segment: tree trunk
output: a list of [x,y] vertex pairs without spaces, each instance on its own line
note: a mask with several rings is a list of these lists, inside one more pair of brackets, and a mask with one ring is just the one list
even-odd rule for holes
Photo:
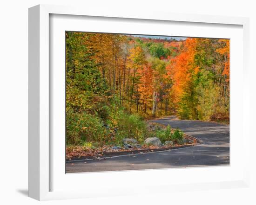
[[153,96],[152,115],[155,116],[157,108],[157,92],[154,91]]

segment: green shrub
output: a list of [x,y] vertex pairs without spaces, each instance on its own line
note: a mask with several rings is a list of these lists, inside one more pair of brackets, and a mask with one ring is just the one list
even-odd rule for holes
[[129,115],[121,112],[117,120],[116,137],[119,140],[124,138],[133,138],[139,142],[144,141],[147,133],[145,122],[139,115]]
[[102,120],[86,112],[67,113],[67,141],[70,144],[97,141],[103,142],[106,130]]
[[171,127],[168,125],[166,129],[160,129],[156,131],[156,137],[160,139],[162,143],[170,140],[172,136],[171,130]]
[[171,140],[175,142],[182,144],[183,142],[184,133],[179,129],[175,129],[171,135]]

- - - - - - -

TASK DIRECTIONS —
Return the listing above character for character, omitting the picture.

FULL ANSWER —
segment: tree trunk
output: a list of [x,y] vertex pairs without spaces, each instance on its own line
note: a mask with several rings is a list of these lists, inside one more pair of brackets, and a mask with one ring is just the one list
even-odd rule for holes
Photo:
[[153,96],[152,115],[155,116],[157,108],[157,92],[154,91]]

segment: green shrub
output: a list of [x,y] vertex pairs without spaces, each instance on its own line
note: a mask with several rings is a list of these lists, inside one more pair of brackets, and a mask with one ring is just the one list
even-odd rule for holes
[[129,115],[121,112],[117,120],[116,137],[119,140],[124,138],[133,138],[139,142],[144,141],[147,133],[145,122],[139,115]]
[[102,120],[86,112],[67,113],[67,141],[70,144],[97,141],[103,142],[106,130]]
[[171,127],[168,125],[166,129],[160,129],[156,131],[156,137],[160,139],[162,143],[170,140],[172,136],[171,130]]
[[171,140],[175,142],[182,144],[183,142],[184,133],[179,129],[175,129],[171,135]]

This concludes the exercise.